====== DATA SHOWN
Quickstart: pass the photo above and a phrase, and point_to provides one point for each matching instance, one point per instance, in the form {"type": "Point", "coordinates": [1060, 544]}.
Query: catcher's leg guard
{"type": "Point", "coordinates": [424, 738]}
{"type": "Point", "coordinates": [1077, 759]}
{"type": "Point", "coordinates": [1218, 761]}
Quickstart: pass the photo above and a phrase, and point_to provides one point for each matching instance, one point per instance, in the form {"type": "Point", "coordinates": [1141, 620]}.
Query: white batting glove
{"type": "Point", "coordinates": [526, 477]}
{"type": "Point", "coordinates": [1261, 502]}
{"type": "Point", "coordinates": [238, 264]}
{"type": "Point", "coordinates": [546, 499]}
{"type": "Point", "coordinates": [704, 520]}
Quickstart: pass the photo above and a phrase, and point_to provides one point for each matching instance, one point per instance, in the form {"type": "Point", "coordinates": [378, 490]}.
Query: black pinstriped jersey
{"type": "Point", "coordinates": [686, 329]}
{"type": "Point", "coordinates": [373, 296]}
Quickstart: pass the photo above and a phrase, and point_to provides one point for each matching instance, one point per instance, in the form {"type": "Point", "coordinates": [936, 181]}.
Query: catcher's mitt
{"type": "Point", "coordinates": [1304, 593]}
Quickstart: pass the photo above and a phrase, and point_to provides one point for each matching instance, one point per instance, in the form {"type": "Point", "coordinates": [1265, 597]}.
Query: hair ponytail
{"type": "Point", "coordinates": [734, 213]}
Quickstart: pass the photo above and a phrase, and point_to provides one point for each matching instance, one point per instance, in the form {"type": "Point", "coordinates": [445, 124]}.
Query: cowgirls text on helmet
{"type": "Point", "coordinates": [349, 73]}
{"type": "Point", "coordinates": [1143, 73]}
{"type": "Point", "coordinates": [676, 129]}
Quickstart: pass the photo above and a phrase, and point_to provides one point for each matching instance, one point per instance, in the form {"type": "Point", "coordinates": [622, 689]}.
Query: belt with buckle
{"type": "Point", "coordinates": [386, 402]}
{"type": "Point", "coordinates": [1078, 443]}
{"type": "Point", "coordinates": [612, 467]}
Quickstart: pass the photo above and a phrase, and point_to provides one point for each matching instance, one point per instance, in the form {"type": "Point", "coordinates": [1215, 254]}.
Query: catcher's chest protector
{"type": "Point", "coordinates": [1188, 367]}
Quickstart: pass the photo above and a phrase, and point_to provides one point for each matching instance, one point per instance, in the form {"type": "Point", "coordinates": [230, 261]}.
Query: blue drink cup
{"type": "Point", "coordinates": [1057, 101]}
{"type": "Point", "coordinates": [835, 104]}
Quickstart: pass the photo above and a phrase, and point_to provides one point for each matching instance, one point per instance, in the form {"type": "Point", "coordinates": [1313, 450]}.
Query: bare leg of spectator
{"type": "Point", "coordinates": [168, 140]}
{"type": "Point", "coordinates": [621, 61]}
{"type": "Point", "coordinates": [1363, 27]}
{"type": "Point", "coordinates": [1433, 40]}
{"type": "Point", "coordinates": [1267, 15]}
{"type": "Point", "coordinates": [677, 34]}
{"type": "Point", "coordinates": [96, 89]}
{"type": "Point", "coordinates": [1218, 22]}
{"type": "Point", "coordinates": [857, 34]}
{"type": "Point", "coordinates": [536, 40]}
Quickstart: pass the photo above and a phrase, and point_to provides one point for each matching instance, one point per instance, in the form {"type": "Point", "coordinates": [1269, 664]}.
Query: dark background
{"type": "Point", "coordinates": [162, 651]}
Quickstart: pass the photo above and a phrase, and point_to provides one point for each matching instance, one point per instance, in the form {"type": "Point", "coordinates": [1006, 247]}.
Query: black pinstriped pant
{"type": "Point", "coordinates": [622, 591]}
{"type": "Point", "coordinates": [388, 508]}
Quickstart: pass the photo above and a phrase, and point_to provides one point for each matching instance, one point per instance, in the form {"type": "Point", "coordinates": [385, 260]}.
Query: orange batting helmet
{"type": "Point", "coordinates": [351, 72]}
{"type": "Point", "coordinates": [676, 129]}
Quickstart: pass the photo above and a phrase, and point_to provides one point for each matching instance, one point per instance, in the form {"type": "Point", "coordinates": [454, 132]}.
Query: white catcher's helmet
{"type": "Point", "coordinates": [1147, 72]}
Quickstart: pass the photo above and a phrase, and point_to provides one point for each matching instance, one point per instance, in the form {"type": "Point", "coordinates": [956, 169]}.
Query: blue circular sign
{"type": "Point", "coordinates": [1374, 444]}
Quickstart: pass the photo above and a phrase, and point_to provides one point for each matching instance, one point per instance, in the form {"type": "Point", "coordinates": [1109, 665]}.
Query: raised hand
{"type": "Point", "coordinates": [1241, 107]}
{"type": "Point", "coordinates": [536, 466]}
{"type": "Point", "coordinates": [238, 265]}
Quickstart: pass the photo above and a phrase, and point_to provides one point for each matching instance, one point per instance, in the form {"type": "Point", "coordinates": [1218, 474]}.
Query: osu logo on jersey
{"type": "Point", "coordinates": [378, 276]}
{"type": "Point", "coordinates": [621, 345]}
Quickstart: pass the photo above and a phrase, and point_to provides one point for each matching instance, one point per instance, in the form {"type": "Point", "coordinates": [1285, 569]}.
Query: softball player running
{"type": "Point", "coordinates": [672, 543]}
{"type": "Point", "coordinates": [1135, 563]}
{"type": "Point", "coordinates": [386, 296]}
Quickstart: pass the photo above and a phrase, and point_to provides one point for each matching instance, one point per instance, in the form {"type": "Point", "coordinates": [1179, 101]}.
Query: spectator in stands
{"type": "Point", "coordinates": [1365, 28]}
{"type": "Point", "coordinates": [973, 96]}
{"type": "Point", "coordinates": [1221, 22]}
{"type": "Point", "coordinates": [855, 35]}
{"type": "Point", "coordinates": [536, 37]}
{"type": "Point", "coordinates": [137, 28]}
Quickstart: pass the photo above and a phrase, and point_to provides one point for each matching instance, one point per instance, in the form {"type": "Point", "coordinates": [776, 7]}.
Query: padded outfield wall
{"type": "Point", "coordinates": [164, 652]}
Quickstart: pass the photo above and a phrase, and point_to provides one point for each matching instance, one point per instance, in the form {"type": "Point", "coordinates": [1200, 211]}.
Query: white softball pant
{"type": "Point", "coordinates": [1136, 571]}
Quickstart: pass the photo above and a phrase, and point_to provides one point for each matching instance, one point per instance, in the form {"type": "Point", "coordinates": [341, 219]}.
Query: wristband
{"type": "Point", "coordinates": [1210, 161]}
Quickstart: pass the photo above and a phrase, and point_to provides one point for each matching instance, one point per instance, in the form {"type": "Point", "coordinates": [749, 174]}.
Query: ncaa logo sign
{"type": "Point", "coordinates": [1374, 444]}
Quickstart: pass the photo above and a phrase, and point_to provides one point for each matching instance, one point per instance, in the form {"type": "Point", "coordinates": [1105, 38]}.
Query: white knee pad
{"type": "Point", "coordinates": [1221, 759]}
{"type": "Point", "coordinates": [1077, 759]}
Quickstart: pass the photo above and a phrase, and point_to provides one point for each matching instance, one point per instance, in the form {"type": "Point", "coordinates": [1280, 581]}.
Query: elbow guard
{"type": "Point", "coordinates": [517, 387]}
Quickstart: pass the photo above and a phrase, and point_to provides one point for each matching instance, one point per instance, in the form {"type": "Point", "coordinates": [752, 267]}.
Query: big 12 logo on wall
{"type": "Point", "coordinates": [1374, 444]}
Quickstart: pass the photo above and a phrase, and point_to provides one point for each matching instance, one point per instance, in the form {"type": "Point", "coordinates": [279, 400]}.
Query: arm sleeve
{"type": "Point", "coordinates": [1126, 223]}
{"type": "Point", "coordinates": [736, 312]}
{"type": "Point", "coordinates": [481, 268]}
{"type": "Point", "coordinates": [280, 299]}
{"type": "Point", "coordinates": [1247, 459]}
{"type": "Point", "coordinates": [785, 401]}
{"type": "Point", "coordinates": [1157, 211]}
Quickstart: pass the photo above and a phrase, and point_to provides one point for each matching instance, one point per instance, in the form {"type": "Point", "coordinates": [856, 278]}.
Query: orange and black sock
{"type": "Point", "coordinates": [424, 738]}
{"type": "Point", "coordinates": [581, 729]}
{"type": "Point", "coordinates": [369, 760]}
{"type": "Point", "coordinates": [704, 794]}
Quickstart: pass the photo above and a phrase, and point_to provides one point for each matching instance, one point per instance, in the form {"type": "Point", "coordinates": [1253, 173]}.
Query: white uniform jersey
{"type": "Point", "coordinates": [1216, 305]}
============
**DIRECTIONS**
Show every line of the listing above that contains the word "black".

**TASK OUTPUT**
Query: black pinstriped jersey
Query: black pinstriped pant
Query: orange and black sock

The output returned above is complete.